■ **PASSAGE**:
Posted on 10/04/23
| News Source: NPR
Health care workers at hundreds of Kaiser Permanente hospitals and medical facilities across the U.S. walked off the job on Wednesday morning, in an effort to ramp up pressure on their employer to fix a staffing shortage that has intensified since the start of the COVID-19 pandemic.
Over 75,000 workers — including nurses, emergency department technicians, pharmacists and hundreds of others — went on strike in California, Colorado, Washington, Oregon, Virginia and Washington, D.C. It is the largest health care strike in history, according to the unions.
They're the latest group of crucial workers to strike over work conditions and pay this year, after the Hollywood writers and the ongoing United Auto Workers strike, among others.
Most Kaiser workers will be on strike for three days, until Saturday morning, except those in Virginia and Washington D.C., who will be on strike for 24 hours.
The walkout is driven by a short-staffing crisis that workers say has led to tough working conditions that make it increasingly difficult to retain Kaiser employees, while also simultaneously leading to a deterioration in the quality of care for Kaiser's patients.
About 11% of union positions were vacant in April of this year, according to Kaiser data obtained by the unions.
"Health care workers choose this profession because it's a passion for them. It's a calling," said Caroline Lucas, executive director of the Coalition of Kaiser Permanente Unions. "And folks don't feel comfortable staying at jobs where they don't feel like they can give the best patient care possible."

■ **ACTION ITEM A**: List every state or district where the Kaiser Permanente strike article says workers went on strike.
■ **ACTION ITEM B**: Retype the part of the Kaiser strike article starting at "Most Kaiser workers" and ending at "for 24 hours.".

■ **GIVEN DATA**:
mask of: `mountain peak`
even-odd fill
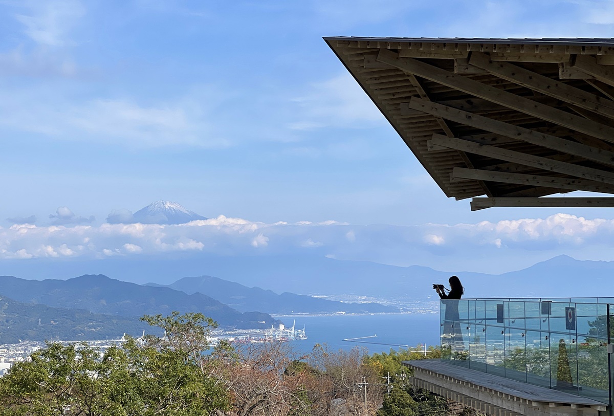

■ **EXERCISE SOLUTION A**: California, Colorado, Washington, Oregon, Virginia, Washington, D.C.

■ **EXERCISE SOLUTION B**:
Most Kaiser workers will be on strike for three days, until Saturday morning, except those in Virginia and Washington D.C., who will be on strike for 24 hours.